Top of Records for this task

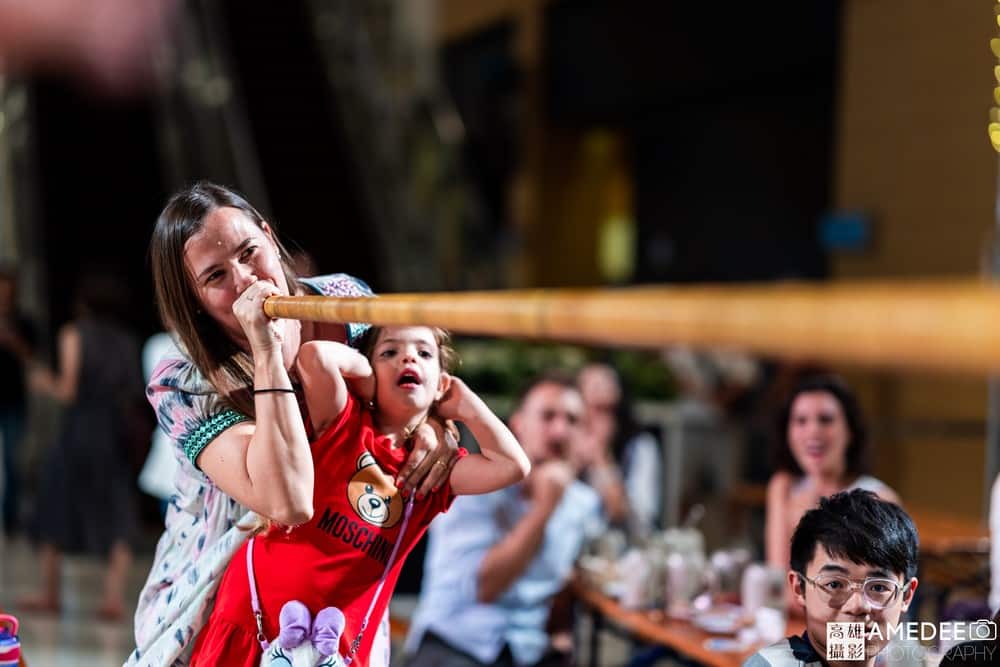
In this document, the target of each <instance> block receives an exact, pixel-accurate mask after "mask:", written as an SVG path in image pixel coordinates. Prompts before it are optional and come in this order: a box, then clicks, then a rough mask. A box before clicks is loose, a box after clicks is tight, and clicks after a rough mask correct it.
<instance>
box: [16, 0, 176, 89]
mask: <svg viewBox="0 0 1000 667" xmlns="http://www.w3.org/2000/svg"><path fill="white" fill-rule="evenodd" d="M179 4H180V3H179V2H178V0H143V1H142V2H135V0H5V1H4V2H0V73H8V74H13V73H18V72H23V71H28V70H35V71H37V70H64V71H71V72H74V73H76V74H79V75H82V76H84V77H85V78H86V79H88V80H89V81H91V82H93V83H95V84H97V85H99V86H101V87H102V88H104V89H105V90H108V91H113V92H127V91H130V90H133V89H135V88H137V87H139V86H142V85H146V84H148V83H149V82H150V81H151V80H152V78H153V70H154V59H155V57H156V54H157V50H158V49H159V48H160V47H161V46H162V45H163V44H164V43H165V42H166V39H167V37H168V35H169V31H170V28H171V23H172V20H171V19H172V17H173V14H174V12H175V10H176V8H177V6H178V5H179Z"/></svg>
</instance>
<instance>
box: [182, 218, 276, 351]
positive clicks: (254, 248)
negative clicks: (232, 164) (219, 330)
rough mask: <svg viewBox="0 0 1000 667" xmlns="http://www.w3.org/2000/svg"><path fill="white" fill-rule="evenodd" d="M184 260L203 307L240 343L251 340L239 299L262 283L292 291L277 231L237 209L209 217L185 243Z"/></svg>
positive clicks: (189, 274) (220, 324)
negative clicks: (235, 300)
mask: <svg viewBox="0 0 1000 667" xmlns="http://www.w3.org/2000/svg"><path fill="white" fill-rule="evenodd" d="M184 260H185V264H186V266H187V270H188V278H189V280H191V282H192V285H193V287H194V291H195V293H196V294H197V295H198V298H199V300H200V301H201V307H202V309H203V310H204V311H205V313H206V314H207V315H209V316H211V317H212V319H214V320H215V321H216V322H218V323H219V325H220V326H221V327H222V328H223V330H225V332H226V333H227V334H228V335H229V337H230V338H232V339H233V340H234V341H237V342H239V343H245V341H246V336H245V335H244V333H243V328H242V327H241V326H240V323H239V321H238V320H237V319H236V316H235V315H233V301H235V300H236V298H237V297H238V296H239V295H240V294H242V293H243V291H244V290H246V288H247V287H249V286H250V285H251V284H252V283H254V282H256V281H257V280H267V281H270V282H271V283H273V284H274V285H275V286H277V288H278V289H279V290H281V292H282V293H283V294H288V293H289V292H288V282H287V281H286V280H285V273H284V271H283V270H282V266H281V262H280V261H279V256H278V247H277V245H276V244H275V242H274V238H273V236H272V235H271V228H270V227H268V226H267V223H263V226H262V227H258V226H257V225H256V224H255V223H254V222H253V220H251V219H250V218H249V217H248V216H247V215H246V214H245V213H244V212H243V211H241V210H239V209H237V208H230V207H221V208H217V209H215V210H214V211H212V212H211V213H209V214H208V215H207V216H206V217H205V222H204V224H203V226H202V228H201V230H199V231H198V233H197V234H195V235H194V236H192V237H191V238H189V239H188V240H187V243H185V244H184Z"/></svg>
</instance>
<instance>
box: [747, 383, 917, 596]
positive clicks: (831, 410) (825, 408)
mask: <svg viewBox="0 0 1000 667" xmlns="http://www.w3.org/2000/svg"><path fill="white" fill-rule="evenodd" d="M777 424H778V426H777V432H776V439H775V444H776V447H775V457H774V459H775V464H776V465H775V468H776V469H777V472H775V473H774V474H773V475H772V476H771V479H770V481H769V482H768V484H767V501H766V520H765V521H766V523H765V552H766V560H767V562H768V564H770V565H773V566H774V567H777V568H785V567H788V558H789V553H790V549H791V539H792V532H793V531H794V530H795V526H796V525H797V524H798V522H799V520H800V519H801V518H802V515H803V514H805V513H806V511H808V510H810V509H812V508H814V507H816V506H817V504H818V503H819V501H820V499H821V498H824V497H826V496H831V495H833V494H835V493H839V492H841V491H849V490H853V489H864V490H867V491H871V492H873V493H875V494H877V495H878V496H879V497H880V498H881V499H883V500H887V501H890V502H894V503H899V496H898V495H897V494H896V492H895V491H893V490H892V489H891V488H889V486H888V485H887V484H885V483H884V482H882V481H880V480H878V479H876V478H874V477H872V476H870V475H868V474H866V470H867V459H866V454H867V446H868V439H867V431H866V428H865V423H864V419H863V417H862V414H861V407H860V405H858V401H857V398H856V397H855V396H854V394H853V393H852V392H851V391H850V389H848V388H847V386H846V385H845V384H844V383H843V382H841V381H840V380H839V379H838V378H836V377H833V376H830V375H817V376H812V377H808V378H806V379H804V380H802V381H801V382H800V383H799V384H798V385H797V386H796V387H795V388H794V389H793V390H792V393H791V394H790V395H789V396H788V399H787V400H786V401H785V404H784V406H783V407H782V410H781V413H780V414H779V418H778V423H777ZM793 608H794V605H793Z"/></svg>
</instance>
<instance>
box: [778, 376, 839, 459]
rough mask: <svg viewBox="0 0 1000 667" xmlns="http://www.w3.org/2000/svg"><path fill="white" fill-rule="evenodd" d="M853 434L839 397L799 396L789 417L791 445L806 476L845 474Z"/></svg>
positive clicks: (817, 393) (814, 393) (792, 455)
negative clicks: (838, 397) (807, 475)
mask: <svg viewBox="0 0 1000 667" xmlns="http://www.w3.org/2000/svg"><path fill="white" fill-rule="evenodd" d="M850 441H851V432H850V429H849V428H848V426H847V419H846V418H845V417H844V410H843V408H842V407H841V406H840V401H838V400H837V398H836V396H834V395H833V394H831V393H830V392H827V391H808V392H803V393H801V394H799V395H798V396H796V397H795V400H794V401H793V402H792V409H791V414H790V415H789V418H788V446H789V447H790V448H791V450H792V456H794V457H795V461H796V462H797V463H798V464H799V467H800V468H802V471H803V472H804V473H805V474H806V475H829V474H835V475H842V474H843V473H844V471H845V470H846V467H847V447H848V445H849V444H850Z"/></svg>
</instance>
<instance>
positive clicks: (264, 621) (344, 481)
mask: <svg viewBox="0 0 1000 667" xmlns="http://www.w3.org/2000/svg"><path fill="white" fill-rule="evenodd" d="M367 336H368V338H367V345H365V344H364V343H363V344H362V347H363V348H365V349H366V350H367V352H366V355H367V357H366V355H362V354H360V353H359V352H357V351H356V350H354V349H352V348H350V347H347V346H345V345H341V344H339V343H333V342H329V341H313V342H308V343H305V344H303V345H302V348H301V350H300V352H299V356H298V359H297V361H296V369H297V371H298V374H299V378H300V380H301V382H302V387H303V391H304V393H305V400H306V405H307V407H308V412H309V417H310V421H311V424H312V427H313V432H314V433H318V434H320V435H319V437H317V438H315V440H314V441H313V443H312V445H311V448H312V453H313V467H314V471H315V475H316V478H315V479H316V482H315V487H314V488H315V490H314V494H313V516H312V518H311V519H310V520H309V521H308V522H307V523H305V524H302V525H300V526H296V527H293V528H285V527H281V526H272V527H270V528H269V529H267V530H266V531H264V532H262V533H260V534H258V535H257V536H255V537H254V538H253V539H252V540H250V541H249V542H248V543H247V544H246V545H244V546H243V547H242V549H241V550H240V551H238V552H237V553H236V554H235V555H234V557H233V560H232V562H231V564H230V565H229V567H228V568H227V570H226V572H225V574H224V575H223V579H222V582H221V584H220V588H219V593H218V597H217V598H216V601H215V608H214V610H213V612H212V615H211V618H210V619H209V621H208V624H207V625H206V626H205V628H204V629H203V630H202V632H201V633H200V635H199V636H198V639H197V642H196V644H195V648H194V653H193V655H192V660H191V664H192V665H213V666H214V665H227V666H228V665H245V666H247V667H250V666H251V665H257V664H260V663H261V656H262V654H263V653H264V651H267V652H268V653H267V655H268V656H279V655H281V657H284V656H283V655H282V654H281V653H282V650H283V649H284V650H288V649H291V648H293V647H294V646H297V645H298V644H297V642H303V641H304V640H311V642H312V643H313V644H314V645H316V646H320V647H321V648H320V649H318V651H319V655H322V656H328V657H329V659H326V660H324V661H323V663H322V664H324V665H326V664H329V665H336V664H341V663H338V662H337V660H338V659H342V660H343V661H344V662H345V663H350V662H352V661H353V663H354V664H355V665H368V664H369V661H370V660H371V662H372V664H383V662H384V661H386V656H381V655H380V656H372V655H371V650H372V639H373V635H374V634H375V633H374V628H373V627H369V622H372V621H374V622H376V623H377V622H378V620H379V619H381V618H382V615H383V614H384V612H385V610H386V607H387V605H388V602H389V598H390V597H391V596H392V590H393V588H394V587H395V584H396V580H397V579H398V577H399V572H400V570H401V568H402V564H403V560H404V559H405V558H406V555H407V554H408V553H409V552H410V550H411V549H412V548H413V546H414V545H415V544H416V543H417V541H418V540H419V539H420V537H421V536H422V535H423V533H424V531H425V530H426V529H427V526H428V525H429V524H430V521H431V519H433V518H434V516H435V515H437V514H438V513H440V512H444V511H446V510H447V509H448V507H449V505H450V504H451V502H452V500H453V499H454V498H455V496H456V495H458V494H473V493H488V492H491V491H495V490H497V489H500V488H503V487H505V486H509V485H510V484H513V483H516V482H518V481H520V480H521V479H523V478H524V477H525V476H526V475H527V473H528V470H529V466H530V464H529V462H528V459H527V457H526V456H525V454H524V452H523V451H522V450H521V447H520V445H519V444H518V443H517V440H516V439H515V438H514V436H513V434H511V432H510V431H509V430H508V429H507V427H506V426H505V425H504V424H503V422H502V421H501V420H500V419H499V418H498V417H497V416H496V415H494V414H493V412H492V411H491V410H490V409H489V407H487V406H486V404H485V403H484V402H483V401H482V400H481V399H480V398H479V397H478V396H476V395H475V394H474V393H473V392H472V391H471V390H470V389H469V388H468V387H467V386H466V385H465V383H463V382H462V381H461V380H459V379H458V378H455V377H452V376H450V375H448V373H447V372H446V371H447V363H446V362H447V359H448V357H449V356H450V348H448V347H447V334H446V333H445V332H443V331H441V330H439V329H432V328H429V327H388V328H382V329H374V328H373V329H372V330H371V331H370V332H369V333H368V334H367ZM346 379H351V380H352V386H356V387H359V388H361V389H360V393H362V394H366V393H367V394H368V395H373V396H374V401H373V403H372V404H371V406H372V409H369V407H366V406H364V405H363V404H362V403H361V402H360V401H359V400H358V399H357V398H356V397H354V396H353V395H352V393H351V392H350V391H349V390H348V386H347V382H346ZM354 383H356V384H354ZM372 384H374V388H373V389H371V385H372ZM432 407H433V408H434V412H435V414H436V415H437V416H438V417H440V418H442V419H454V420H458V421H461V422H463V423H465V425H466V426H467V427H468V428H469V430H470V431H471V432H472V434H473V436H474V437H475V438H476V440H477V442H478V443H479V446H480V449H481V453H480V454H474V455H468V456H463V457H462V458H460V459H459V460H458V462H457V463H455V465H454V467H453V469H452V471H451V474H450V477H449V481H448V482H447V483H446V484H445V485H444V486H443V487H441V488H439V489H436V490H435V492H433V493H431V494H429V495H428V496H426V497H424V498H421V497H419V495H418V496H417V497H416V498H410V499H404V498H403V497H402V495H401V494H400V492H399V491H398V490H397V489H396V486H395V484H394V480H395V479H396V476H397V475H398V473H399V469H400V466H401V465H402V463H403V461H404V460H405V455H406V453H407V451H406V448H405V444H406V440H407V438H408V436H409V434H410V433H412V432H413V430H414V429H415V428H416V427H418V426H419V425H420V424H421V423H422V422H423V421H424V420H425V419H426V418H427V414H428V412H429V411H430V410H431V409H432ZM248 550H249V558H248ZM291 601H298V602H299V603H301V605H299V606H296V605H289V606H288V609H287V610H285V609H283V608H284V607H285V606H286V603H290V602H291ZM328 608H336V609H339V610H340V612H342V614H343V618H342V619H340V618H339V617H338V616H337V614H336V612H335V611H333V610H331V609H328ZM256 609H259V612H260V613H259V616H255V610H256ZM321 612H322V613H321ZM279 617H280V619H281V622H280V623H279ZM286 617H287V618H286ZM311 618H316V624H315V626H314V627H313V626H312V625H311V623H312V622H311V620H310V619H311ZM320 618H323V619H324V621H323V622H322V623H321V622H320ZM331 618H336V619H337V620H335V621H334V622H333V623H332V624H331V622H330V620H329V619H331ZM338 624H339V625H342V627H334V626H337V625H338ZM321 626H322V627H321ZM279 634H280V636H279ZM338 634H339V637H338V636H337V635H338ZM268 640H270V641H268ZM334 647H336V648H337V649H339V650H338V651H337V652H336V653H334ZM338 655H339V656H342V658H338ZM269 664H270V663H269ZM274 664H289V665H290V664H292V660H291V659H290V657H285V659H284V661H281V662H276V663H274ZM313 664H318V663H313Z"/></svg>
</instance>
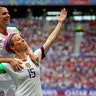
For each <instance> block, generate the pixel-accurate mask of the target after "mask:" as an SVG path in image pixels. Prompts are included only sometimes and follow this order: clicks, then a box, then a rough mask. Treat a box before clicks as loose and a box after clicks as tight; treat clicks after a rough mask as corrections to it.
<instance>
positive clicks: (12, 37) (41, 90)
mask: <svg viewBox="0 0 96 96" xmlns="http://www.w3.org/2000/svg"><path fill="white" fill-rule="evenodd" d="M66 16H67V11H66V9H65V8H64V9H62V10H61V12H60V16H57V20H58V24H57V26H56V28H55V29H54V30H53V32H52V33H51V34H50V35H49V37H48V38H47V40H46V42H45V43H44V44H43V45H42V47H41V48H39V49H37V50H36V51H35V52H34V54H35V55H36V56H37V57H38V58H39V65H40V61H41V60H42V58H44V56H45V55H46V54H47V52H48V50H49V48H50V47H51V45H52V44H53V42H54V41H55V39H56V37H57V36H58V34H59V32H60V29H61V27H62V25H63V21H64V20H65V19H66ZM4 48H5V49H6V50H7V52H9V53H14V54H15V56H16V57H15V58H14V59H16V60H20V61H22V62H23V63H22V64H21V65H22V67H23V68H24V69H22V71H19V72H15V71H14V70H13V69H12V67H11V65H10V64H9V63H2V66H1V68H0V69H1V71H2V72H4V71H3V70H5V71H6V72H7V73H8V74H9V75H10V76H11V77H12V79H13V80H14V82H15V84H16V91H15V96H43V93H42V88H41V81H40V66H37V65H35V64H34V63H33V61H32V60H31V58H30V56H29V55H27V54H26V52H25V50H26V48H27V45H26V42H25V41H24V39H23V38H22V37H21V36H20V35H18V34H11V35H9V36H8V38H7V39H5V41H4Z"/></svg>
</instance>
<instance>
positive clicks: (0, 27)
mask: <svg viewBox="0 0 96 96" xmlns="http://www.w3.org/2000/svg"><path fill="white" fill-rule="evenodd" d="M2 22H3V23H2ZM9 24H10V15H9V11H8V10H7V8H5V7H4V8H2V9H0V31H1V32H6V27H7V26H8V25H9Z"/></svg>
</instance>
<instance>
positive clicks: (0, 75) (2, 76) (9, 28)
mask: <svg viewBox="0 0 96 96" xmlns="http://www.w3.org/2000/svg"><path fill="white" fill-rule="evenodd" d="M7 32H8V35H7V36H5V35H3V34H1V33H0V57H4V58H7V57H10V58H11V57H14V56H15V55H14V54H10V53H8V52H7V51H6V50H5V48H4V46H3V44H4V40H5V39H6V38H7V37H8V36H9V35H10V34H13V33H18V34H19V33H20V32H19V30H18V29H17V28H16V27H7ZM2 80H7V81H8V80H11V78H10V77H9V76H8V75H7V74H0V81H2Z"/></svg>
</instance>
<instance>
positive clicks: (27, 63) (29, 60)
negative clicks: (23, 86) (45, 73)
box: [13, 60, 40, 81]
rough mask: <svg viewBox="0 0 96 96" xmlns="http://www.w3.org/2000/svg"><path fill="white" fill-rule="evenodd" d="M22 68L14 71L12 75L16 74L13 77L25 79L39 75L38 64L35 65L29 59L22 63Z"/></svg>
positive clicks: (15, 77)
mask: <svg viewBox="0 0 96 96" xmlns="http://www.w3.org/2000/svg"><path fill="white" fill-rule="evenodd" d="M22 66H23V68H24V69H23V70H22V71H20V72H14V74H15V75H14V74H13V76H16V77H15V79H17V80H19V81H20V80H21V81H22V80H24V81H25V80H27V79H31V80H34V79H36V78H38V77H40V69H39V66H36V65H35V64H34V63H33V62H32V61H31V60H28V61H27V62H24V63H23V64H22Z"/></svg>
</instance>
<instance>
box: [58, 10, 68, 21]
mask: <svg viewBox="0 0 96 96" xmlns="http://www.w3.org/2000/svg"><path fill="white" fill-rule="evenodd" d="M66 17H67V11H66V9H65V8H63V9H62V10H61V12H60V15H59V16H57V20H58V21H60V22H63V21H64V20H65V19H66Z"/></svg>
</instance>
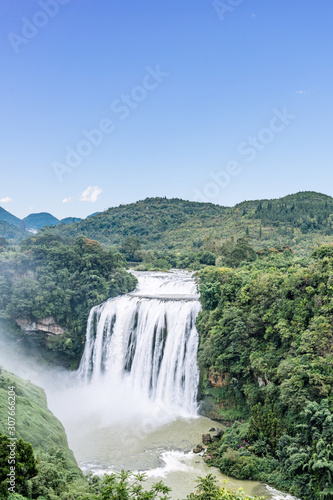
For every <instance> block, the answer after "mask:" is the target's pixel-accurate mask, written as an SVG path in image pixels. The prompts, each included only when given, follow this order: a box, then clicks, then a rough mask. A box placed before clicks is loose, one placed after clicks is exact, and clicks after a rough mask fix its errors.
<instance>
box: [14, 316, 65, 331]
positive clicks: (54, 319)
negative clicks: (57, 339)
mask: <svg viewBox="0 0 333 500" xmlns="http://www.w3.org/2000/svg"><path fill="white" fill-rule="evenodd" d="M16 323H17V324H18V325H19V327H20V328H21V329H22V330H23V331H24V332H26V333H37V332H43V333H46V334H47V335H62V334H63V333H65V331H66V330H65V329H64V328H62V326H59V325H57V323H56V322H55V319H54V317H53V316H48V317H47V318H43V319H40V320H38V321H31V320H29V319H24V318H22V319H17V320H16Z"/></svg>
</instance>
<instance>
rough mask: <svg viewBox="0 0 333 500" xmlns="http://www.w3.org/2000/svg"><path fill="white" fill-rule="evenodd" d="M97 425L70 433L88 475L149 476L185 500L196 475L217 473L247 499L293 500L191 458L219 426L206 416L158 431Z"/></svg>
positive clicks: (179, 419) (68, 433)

Bottom of Records for this task

# Instructions for the task
Nothing outside the span should appear: transcribe the lines from the one containing "425L70 433L88 475L149" through the last line of the records.

# Problem solution
rough mask: <svg viewBox="0 0 333 500" xmlns="http://www.w3.org/2000/svg"><path fill="white" fill-rule="evenodd" d="M97 425L70 433L88 475L149 476L185 500L196 475L217 473L247 499L293 500L191 458L219 426L206 416L158 431Z"/></svg>
positive clicks: (179, 419) (68, 433)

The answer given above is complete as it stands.